## Your instructions
Once the data has been read, restate all of it exactly.

## Available data
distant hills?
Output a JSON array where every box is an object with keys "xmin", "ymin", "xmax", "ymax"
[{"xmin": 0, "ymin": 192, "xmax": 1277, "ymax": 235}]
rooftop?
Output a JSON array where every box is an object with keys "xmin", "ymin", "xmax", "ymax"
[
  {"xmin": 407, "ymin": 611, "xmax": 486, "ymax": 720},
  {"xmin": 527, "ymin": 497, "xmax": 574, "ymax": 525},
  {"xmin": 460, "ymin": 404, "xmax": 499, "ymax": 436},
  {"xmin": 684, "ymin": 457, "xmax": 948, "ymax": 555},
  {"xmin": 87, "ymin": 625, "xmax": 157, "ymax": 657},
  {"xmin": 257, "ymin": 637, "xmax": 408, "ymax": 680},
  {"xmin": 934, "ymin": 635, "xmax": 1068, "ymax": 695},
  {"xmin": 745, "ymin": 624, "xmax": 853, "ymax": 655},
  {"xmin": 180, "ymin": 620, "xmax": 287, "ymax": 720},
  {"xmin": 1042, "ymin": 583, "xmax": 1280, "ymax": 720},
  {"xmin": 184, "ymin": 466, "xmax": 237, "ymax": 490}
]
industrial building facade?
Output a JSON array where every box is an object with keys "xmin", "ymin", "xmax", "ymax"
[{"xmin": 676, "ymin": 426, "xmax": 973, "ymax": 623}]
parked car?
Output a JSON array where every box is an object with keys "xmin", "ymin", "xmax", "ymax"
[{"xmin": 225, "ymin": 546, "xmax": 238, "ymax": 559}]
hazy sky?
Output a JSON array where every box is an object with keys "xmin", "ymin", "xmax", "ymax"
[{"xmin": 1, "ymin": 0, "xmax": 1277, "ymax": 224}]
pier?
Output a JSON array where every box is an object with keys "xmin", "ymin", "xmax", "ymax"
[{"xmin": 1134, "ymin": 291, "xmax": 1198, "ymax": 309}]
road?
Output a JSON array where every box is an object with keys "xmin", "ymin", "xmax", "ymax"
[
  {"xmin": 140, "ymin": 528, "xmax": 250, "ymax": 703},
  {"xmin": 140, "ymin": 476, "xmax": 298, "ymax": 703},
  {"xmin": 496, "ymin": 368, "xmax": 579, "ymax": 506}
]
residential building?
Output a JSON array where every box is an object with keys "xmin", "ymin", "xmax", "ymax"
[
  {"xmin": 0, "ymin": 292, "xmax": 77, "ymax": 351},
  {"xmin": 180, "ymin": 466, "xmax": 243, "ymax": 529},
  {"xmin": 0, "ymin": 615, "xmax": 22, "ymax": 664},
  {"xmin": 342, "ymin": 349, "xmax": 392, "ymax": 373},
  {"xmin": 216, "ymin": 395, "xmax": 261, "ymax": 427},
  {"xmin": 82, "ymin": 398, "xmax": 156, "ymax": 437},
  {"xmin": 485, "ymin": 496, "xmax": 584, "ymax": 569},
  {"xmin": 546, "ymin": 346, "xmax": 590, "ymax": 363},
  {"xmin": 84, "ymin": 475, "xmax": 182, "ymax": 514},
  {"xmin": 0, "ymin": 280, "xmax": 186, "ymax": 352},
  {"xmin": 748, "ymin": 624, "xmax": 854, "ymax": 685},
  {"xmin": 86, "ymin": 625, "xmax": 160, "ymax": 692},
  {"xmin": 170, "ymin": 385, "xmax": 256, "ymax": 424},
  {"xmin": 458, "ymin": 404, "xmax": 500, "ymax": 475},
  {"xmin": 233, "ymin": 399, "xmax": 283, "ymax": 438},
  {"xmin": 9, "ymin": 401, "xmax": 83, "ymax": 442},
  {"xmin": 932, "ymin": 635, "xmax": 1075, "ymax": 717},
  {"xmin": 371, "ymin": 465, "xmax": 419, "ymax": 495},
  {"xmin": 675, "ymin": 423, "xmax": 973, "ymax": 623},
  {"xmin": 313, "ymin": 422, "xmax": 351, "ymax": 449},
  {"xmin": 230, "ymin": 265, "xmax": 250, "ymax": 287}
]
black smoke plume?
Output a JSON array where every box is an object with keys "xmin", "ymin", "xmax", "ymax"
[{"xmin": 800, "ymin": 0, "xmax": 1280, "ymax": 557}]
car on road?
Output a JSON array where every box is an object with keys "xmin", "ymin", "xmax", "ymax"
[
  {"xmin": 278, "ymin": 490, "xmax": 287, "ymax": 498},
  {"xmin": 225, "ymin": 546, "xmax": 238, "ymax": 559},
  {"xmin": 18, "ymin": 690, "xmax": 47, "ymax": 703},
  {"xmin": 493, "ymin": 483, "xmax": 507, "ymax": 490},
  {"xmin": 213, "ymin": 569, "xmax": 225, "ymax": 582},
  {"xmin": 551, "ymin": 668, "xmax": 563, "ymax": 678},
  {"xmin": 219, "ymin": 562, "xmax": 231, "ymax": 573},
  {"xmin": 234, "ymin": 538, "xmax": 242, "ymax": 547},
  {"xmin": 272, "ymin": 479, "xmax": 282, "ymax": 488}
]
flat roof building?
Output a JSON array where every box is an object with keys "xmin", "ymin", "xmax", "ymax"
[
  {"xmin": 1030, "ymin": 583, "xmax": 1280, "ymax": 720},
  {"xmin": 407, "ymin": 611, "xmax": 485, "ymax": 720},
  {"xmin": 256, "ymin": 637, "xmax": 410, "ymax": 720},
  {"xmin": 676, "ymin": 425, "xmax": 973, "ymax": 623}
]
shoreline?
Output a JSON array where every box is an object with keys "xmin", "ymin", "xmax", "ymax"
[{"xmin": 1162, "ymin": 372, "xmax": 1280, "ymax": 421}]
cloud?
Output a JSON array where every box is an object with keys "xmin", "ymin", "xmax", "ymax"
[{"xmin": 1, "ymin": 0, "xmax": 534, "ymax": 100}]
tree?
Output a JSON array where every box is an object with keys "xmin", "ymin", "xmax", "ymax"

## Expected output
distant hills?
Output a JSON array where every box is an object with keys "xmin", "ymin", "xmax", "ymax"
[{"xmin": 0, "ymin": 192, "xmax": 1277, "ymax": 235}]
rooftop?
Output a JSON array where every box is an object with keys "xmin", "ymin", "xmax", "ymax"
[
  {"xmin": 407, "ymin": 611, "xmax": 486, "ymax": 720},
  {"xmin": 527, "ymin": 497, "xmax": 574, "ymax": 525},
  {"xmin": 460, "ymin": 404, "xmax": 499, "ymax": 436},
  {"xmin": 684, "ymin": 457, "xmax": 948, "ymax": 555},
  {"xmin": 87, "ymin": 625, "xmax": 157, "ymax": 657},
  {"xmin": 257, "ymin": 637, "xmax": 408, "ymax": 680},
  {"xmin": 934, "ymin": 635, "xmax": 1068, "ymax": 695},
  {"xmin": 745, "ymin": 624, "xmax": 853, "ymax": 655},
  {"xmin": 180, "ymin": 620, "xmax": 287, "ymax": 720},
  {"xmin": 1042, "ymin": 583, "xmax": 1280, "ymax": 720},
  {"xmin": 184, "ymin": 466, "xmax": 237, "ymax": 490}
]
industrial building facade?
Output a JSON array where every box is an object with keys "xmin", "ymin", "xmax", "ymax"
[{"xmin": 676, "ymin": 426, "xmax": 973, "ymax": 623}]
parked car?
Output a JSON array where every box is an object with keys "xmin", "ymin", "xmax", "ymax"
[{"xmin": 225, "ymin": 546, "xmax": 238, "ymax": 559}]
hazy sky?
Output a JSON array where every box is an object with keys "xmin", "ymin", "xmax", "ymax"
[{"xmin": 1, "ymin": 0, "xmax": 1277, "ymax": 224}]
pier?
Output a JSON array where every box is an object with keys "xmin", "ymin", "xmax", "ymax"
[{"xmin": 1134, "ymin": 291, "xmax": 1198, "ymax": 309}]
road?
Output a JSON array where every box is an object with keys "xmin", "ymin", "xmax", "ymax"
[
  {"xmin": 140, "ymin": 528, "xmax": 250, "ymax": 703},
  {"xmin": 140, "ymin": 476, "xmax": 298, "ymax": 703},
  {"xmin": 496, "ymin": 368, "xmax": 579, "ymax": 506}
]
residential building?
Output a JSON array where every box is an object with keys "xmin", "ymin", "xmax", "ymax"
[
  {"xmin": 0, "ymin": 292, "xmax": 77, "ymax": 351},
  {"xmin": 180, "ymin": 466, "xmax": 243, "ymax": 529},
  {"xmin": 0, "ymin": 615, "xmax": 22, "ymax": 664},
  {"xmin": 342, "ymin": 349, "xmax": 392, "ymax": 373},
  {"xmin": 216, "ymin": 395, "xmax": 261, "ymax": 427},
  {"xmin": 82, "ymin": 398, "xmax": 156, "ymax": 437},
  {"xmin": 485, "ymin": 496, "xmax": 584, "ymax": 569},
  {"xmin": 546, "ymin": 346, "xmax": 590, "ymax": 363},
  {"xmin": 84, "ymin": 475, "xmax": 182, "ymax": 514},
  {"xmin": 0, "ymin": 280, "xmax": 186, "ymax": 352},
  {"xmin": 748, "ymin": 624, "xmax": 854, "ymax": 685},
  {"xmin": 86, "ymin": 625, "xmax": 160, "ymax": 692},
  {"xmin": 170, "ymin": 385, "xmax": 256, "ymax": 424},
  {"xmin": 458, "ymin": 404, "xmax": 500, "ymax": 475},
  {"xmin": 233, "ymin": 399, "xmax": 283, "ymax": 438},
  {"xmin": 9, "ymin": 401, "xmax": 83, "ymax": 442},
  {"xmin": 932, "ymin": 635, "xmax": 1075, "ymax": 717},
  {"xmin": 371, "ymin": 465, "xmax": 419, "ymax": 495},
  {"xmin": 675, "ymin": 423, "xmax": 973, "ymax": 623},
  {"xmin": 313, "ymin": 422, "xmax": 351, "ymax": 449},
  {"xmin": 230, "ymin": 265, "xmax": 250, "ymax": 287}
]
black smoke plume?
Output a JSON array where every box is an object with keys "xmin", "ymin", "xmax", "ymax"
[{"xmin": 800, "ymin": 0, "xmax": 1280, "ymax": 557}]
car on road?
Output a JSON array where every box is an object with keys "xmin", "ymin", "xmax", "ymax"
[
  {"xmin": 278, "ymin": 490, "xmax": 287, "ymax": 498},
  {"xmin": 225, "ymin": 546, "xmax": 238, "ymax": 559},
  {"xmin": 18, "ymin": 690, "xmax": 47, "ymax": 703},
  {"xmin": 493, "ymin": 483, "xmax": 507, "ymax": 490},
  {"xmin": 213, "ymin": 569, "xmax": 225, "ymax": 582},
  {"xmin": 551, "ymin": 668, "xmax": 563, "ymax": 678},
  {"xmin": 219, "ymin": 562, "xmax": 231, "ymax": 573},
  {"xmin": 234, "ymin": 538, "xmax": 242, "ymax": 547},
  {"xmin": 272, "ymin": 479, "xmax": 282, "ymax": 488}
]
flat roof building?
Output a JSON array where every box is an object with keys "xmin", "ymin", "xmax", "ymax"
[
  {"xmin": 1030, "ymin": 583, "xmax": 1280, "ymax": 720},
  {"xmin": 407, "ymin": 611, "xmax": 485, "ymax": 720},
  {"xmin": 256, "ymin": 637, "xmax": 410, "ymax": 720},
  {"xmin": 676, "ymin": 425, "xmax": 973, "ymax": 623}
]
shoreline?
Output a JSON array where every box is an object with keys "xmin", "ymin", "xmax", "ymax"
[{"xmin": 1162, "ymin": 372, "xmax": 1280, "ymax": 421}]
cloud?
Output a JSON array where every box is an object with keys "xmin", "ymin", "xmax", "ymax"
[{"xmin": 1, "ymin": 0, "xmax": 534, "ymax": 100}]
tree?
Output a JSON array where every box is an object with keys "xmin", "ymin", "xmax", "ymax"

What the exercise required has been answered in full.